* _Document text_
# # # # #

Friday, December 28, 2012

Dear Australia,


I really like you. I like you a lot.



Love, Shauna


It all happened so fast. At one point while in Mission Beach, alone and far away, an idea sprouted and I planted it in Dad's head, but displaced it in the back of my mind to slowly germinate. I felt a bit lost, broke, and exhausted from traveling. I was at a point, again, where I wasn't sure which direction of life I was heading towards and any decision could waver the compass' arrow.* I just had a little over a month left in sunny Australia before my visa was up and I thought about just giving in and going home. All the decisions and options of what to do with the remainder of my time could easily be dissipated and solved if I just left them all behind and went home. Home, you may ask, is where? My flight back was booked on miles and Dad checked to see if they could be changed. The only options he could find were to fly either on Christmas back to America, when my family would be in Ireland, or on the 8th of January which wouldn't make any sense to leave just a week early. So, the idea to leave evaporated into the humid heat of northern Queensland and I continued making plans to get back to Brisbane and find a job. 
After dismissing all regional work, finally deciding I didn't want to spend the rest of my time here working towards a second year that I wasn't even sure I wanted to return for, I was set on finding a holiday job. I was flying out of Brisbane, I had friends that were there, it was close to the Gold Coast...it just made sense to go to Brisbane. The only hitch was that I had promised to be in Sydney for Christmas and had made plans for New Years Eve there too. So, technically I had two weeks to work in Brisbane, a week in Sydney, then another 2 weeks of work in Brisbane. Who would hire me for that amount of time - even if I lied about how much time I had there? Sydney was too expensive that I barely gave two thoughts about looking for a place to stay and a job there.

# # # # #

* _Information shown_
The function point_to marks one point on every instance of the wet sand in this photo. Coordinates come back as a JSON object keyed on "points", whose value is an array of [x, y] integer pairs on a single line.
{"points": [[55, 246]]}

# # # # #

* _Stated goal_
For each statement, say yes or no to whether it agrees with the travel post above, and quote the words from the post that decide it.
(a) Dad found a flight option that would have taken the writer back to America on Christmas.
(b) The writer chose regional work in order to earn a second year.
(c) The writer planned to spend New Years Eve in Brisbane.

* _Full output_
(a) Yes: "The only options he could find were to fly either on Christmas back to America"
(b) No: "After dismissing all regional work"
(c) No: "I had promised to be in Sydney for Christmas and had made plans for New Years Eve there too"